Can you convert everything from the start of the material down to the line containing "[[[230,21],[228,23],[228,24],[234,24],[234,21]]]", that line included, into a JSON list of strings, with one string per line and blank lines left out?

**** Data records ****

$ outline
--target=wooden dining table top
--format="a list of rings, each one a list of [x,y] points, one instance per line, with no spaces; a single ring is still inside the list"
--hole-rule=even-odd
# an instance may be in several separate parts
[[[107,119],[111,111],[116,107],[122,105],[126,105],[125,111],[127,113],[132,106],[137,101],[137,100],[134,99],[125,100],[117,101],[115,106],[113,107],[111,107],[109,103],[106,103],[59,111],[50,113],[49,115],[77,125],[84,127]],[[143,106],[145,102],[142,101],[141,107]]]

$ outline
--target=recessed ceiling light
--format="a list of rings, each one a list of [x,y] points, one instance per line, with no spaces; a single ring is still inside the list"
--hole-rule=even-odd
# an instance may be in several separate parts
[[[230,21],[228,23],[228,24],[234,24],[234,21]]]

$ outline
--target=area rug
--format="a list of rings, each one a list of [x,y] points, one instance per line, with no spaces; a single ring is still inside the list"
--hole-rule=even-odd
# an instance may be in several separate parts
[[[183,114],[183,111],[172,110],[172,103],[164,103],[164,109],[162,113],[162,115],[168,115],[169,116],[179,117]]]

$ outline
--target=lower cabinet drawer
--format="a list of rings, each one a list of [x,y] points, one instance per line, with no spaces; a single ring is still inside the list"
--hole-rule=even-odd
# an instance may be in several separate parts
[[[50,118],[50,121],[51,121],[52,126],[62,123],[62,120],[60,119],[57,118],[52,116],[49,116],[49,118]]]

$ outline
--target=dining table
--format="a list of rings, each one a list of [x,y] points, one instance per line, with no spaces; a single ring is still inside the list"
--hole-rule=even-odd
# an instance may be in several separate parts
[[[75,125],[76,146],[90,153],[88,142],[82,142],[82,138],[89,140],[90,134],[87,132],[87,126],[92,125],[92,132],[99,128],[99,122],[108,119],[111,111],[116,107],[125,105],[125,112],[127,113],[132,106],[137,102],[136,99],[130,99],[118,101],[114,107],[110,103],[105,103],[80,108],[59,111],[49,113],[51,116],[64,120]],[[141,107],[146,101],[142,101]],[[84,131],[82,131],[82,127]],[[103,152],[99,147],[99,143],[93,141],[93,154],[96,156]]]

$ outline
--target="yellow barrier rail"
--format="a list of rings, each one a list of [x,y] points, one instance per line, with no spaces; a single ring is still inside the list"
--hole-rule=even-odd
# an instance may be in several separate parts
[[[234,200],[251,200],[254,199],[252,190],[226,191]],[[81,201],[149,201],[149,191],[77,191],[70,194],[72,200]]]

****

Reply to the exercise ::
[
  "$ outline",
  "--target=wooden dining table top",
  "--format=\"a list of rings, each one a list of [x,y] points, one instance per line, with no spaces; a single ring is still inside the list\"",
  "--hole-rule=even-odd",
  "# an instance may be in several separate parts",
  "[[[107,119],[111,111],[116,107],[122,105],[126,105],[125,111],[127,113],[132,106],[137,101],[137,100],[134,99],[125,100],[117,101],[115,106],[113,107],[111,107],[109,103],[106,103],[59,111],[50,113],[49,115],[77,125],[84,127]],[[143,106],[145,102],[142,101],[141,107]]]",
  "$ outline",
  "--target=recessed ceiling light",
  "--format=\"a list of rings, each one a list of [x,y] points, one instance per line, with no spaces; a single ring is still inside the list\"",
  "--hole-rule=even-odd",
  "# an instance may be in several separate parts",
  "[[[230,21],[228,23],[228,24],[234,24],[234,21]]]"
]